- _INSTRUCTIONS TO FOLLOW_
Set down exactly, from the records below, the line with "positive clicks: (348, 332) (348, 291)" through the line with "negative clicks: (18, 384) (284, 346)", and nothing else.

Collected data entries:
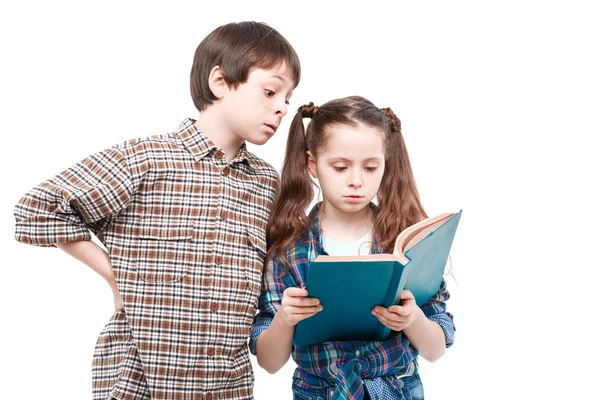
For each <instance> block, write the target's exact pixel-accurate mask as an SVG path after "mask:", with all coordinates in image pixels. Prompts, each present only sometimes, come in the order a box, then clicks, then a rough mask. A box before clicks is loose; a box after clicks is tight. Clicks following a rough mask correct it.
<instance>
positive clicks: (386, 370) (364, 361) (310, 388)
mask: <svg viewBox="0 0 600 400" xmlns="http://www.w3.org/2000/svg"><path fill="white" fill-rule="evenodd" d="M302 118H311V119H312V120H311V122H310V123H309V124H308V127H307V129H306V134H305V132H304V125H303V121H302ZM311 176H312V177H313V178H316V179H317V180H318V183H319V186H320V189H321V191H322V194H323V201H322V202H321V203H318V204H316V205H315V207H314V208H313V210H312V211H311V212H310V214H309V215H308V217H307V216H306V214H305V211H306V209H307V207H308V205H309V204H310V202H311V200H312V199H313V196H314V192H313V181H312V180H311ZM281 182H282V186H281V191H280V193H279V196H278V199H277V200H276V203H275V205H274V209H273V212H272V214H271V218H270V220H269V225H268V227H267V243H268V248H269V250H268V253H267V258H266V259H267V260H271V261H270V262H267V264H266V266H265V274H264V286H263V288H264V291H263V293H262V296H261V299H260V304H259V306H260V313H259V314H258V315H257V317H256V318H255V321H254V324H253V329H252V334H251V339H250V348H251V351H252V353H254V354H256V355H257V358H258V363H259V365H260V366H261V367H263V368H264V369H266V370H267V371H268V372H270V373H275V372H276V371H278V370H279V369H280V368H281V367H282V366H283V365H284V364H285V363H286V362H287V360H288V359H289V356H290V353H291V354H292V357H293V359H294V361H295V362H296V364H297V365H298V368H297V369H296V371H295V373H294V379H293V386H292V388H293V393H294V399H363V398H366V399H369V398H372V399H422V398H423V388H422V385H421V380H420V378H419V375H418V364H417V355H418V354H420V355H421V356H422V357H423V358H425V359H426V360H428V361H430V362H433V361H435V360H437V359H438V358H440V357H441V356H442V355H443V354H444V351H445V348H446V347H449V346H450V345H452V343H453V341H454V324H453V319H452V315H451V314H450V313H447V312H446V305H445V301H446V300H447V299H448V298H449V294H448V291H447V290H446V283H445V282H442V284H441V286H440V290H439V292H438V293H437V295H436V296H434V297H433V298H431V299H430V300H429V301H428V302H427V303H425V304H424V305H423V306H422V307H420V308H419V307H417V306H416V303H415V300H414V297H413V295H412V294H411V293H410V292H409V291H407V290H405V291H404V292H403V293H402V296H401V304H400V305H394V306H391V307H389V308H387V309H385V308H383V307H375V308H374V309H373V311H372V313H373V315H374V316H375V317H377V318H378V319H379V321H380V322H381V323H382V324H384V325H386V326H387V327H389V328H391V329H392V332H393V333H392V336H391V337H390V338H389V339H388V340H386V341H382V342H358V341H353V342H339V341H336V342H325V343H321V344H319V345H311V346H305V347H295V346H292V337H293V334H294V329H295V326H296V324H297V323H298V322H299V321H301V320H303V319H306V318H310V317H311V316H313V315H314V314H315V313H317V312H319V311H321V310H322V306H321V305H319V300H318V299H315V298H307V295H308V293H307V291H306V290H305V289H304V288H303V283H304V281H305V278H306V275H307V272H308V268H309V262H310V261H311V259H313V258H314V257H316V256H317V255H319V254H329V255H355V254H357V253H358V252H359V251H360V253H361V254H365V253H367V254H368V253H371V254H375V253H384V252H391V251H392V250H393V246H394V241H395V239H396V237H397V236H398V234H399V233H400V232H401V231H402V230H403V229H404V228H406V227H408V226H410V225H412V224H414V223H416V222H418V221H420V220H422V219H424V218H426V214H425V211H424V209H423V206H422V205H421V202H420V200H419V195H418V192H417V189H416V185H415V182H414V178H413V174H412V169H411V166H410V162H409V159H408V153H407V151H406V147H405V145H404V140H403V138H402V134H401V132H400V121H399V120H398V118H397V117H396V116H395V115H394V113H393V112H392V111H391V110H390V109H389V108H386V109H379V108H377V107H375V106H374V105H373V104H372V103H371V102H370V101H368V100H366V99H364V98H362V97H357V96H353V97H347V98H343V99H338V100H333V101H330V102H328V103H325V104H324V105H322V106H321V107H315V106H314V105H313V104H312V103H310V104H309V105H305V106H302V107H300V108H299V109H298V113H297V114H296V116H295V117H294V120H293V121H292V125H291V128H290V135H289V137H288V142H287V149H286V156H285V161H284V164H283V168H282V174H281ZM375 197H377V204H378V205H377V206H375V205H374V204H373V203H371V200H372V199H373V198H375ZM365 242H366V243H365Z"/></svg>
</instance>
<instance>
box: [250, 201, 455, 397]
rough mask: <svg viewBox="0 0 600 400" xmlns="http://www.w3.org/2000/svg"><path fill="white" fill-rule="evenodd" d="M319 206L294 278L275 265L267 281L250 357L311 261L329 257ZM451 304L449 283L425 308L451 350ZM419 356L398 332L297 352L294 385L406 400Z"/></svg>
mask: <svg viewBox="0 0 600 400" xmlns="http://www.w3.org/2000/svg"><path fill="white" fill-rule="evenodd" d="M320 205H321V204H317V205H316V206H315V207H314V208H313V210H312V211H311V212H310V218H311V220H312V221H314V223H313V224H312V226H311V229H310V231H309V232H308V235H307V236H306V237H304V238H302V239H300V240H299V241H298V242H296V244H295V245H294V248H295V250H294V251H292V252H289V253H288V263H289V265H290V267H291V269H290V272H289V274H284V273H283V265H282V264H281V262H279V261H278V260H276V259H274V260H272V261H271V263H270V270H269V272H268V273H266V274H265V275H264V276H263V288H264V290H263V293H262V295H261V298H260V301H259V310H260V312H259V313H258V315H257V316H256V317H255V319H254V323H253V326H252V333H251V336H250V351H251V352H252V353H253V354H256V341H257V340H258V336H259V335H260V334H261V333H262V332H264V331H265V330H266V329H267V328H268V327H269V325H270V324H271V321H272V320H273V317H274V316H275V313H276V312H277V309H278V308H279V306H280V305H281V299H282V297H283V291H284V290H285V289H286V288H288V287H290V286H294V287H299V286H304V281H305V278H306V276H307V274H308V268H309V264H310V261H311V260H312V259H314V258H315V257H316V256H317V255H320V254H326V252H325V251H324V249H323V241H322V235H321V231H320V227H319V220H318V218H317V212H318V209H319V207H320ZM378 242H379V241H378V237H377V234H375V235H374V238H373V246H372V249H371V252H372V253H382V252H383V249H381V248H380V247H379V246H378ZM449 298H450V294H449V292H448V290H447V288H446V282H445V281H442V283H441V285H440V290H439V292H438V293H437V295H436V296H434V297H433V298H431V299H430V300H429V301H428V302H427V303H425V304H424V305H423V306H421V309H422V310H423V312H424V314H425V315H426V316H427V317H428V318H429V319H430V320H432V321H435V322H437V323H438V324H439V325H440V326H441V328H442V330H443V331H444V335H445V337H446V346H447V347H450V346H451V345H452V344H453V342H454V331H455V327H454V323H453V316H452V314H450V313H448V312H446V304H445V301H446V300H448V299H449ZM417 356H418V352H417V350H416V349H415V348H414V347H412V346H411V345H410V342H409V341H408V339H407V338H406V336H405V335H404V333H402V332H397V333H394V334H393V335H392V337H391V338H390V339H388V340H386V341H383V342H359V341H354V342H338V341H336V342H325V343H322V344H319V345H311V346H305V347H295V346H294V347H293V348H292V358H293V359H294V361H295V362H296V364H297V365H298V368H296V371H295V373H294V384H295V385H296V386H297V387H300V388H303V389H308V390H310V389H322V388H329V389H330V398H334V399H362V398H363V396H364V388H365V387H366V388H367V390H368V392H369V394H370V395H371V396H372V397H373V398H379V397H376V396H378V395H379V396H384V394H385V396H398V397H397V398H402V386H403V384H402V380H401V378H402V377H403V376H412V375H413V374H415V373H417V371H418V363H417Z"/></svg>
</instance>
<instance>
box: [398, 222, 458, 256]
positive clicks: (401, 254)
mask: <svg viewBox="0 0 600 400" xmlns="http://www.w3.org/2000/svg"><path fill="white" fill-rule="evenodd" d="M453 216H454V213H442V214H439V215H436V216H435V217H430V218H427V219H424V220H423V221H420V222H417V223H416V224H414V225H411V226H409V227H408V228H406V229H405V230H403V231H402V232H401V233H400V235H398V238H397V239H396V244H395V246H394V255H395V256H397V257H398V258H399V259H400V262H401V263H402V264H406V263H407V262H408V258H406V256H405V255H404V253H405V252H406V251H407V250H409V249H410V248H412V247H413V246H414V245H416V244H417V243H419V242H420V241H421V240H423V238H425V237H426V236H427V235H429V234H430V233H431V232H433V231H435V230H436V229H437V228H439V227H440V226H441V225H443V224H444V223H445V222H446V221H448V220H449V219H450V218H452V217H453Z"/></svg>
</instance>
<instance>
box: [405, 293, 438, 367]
mask: <svg viewBox="0 0 600 400" xmlns="http://www.w3.org/2000/svg"><path fill="white" fill-rule="evenodd" d="M400 299H401V300H402V306H395V307H399V310H398V313H399V314H403V313H406V312H407V310H408V309H410V308H412V309H413V310H414V312H412V318H411V319H412V320H411V322H410V323H409V324H408V325H407V326H406V327H405V328H404V329H403V330H402V331H403V332H404V334H405V335H406V337H407V338H408V340H409V341H410V344H411V345H412V346H413V347H414V348H415V349H417V351H418V352H419V354H420V355H421V356H422V357H423V358H424V359H426V360H427V361H429V362H434V361H437V360H438V359H439V358H440V357H442V356H443V355H444V353H445V352H446V337H445V335H444V331H443V330H442V328H441V327H440V325H438V324H437V323H435V322H433V321H431V320H429V319H428V318H427V316H426V315H425V313H424V312H423V310H421V309H420V308H419V307H417V304H416V303H415V298H414V296H413V295H412V293H411V292H409V291H408V290H405V291H404V292H403V293H402V296H401V297H400ZM410 303H412V304H410Z"/></svg>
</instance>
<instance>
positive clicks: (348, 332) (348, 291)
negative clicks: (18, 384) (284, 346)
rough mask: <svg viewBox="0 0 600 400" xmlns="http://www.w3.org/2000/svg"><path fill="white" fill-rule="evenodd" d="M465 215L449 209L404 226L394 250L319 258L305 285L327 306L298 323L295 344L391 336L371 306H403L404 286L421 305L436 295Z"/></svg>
mask: <svg viewBox="0 0 600 400" xmlns="http://www.w3.org/2000/svg"><path fill="white" fill-rule="evenodd" d="M461 215H462V210H461V211H459V212H458V213H444V214H440V215H437V216H435V217H430V218H427V219H425V220H423V221H420V222H418V223H416V224H414V225H412V226H410V227H408V228H406V229H404V230H403V231H402V232H401V233H400V235H398V237H397V239H396V243H395V247H394V252H393V254H373V255H363V256H360V255H356V256H324V255H321V256H318V257H317V258H316V259H315V260H313V261H312V262H311V263H310V268H309V270H308V276H307V278H306V282H305V283H306V289H307V291H308V295H309V297H316V298H318V299H319V300H320V301H321V304H322V305H323V310H322V311H321V312H319V313H317V314H315V315H314V316H312V317H310V318H307V319H305V320H302V321H300V322H299V323H298V325H297V327H296V332H295V334H294V345H295V346H306V345H310V344H318V343H323V342H326V341H330V340H343V341H352V340H365V341H372V340H385V339H387V338H388V337H389V335H390V333H391V332H390V329H389V328H387V327H386V326H385V325H383V324H382V323H380V322H379V320H378V319H377V318H376V317H375V316H374V315H373V314H371V310H372V309H373V308H374V307H375V306H377V305H380V306H384V307H389V306H391V305H393V304H399V303H400V294H401V293H402V290H404V289H406V290H410V291H411V292H412V294H413V295H414V296H415V300H416V302H417V305H418V306H421V305H423V304H424V303H425V302H427V300H429V299H430V298H432V297H433V296H435V294H436V293H437V292H438V291H439V288H440V284H441V282H442V279H443V275H444V269H445V266H446V261H447V260H448V255H449V253H450V248H451V247H452V241H453V240H454V235H455V233H456V228H457V226H458V222H459V221H460V217H461Z"/></svg>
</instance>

- _RESPONSE TO THE TASK_
positive clicks: (348, 332) (348, 291)
negative clicks: (18, 384) (284, 346)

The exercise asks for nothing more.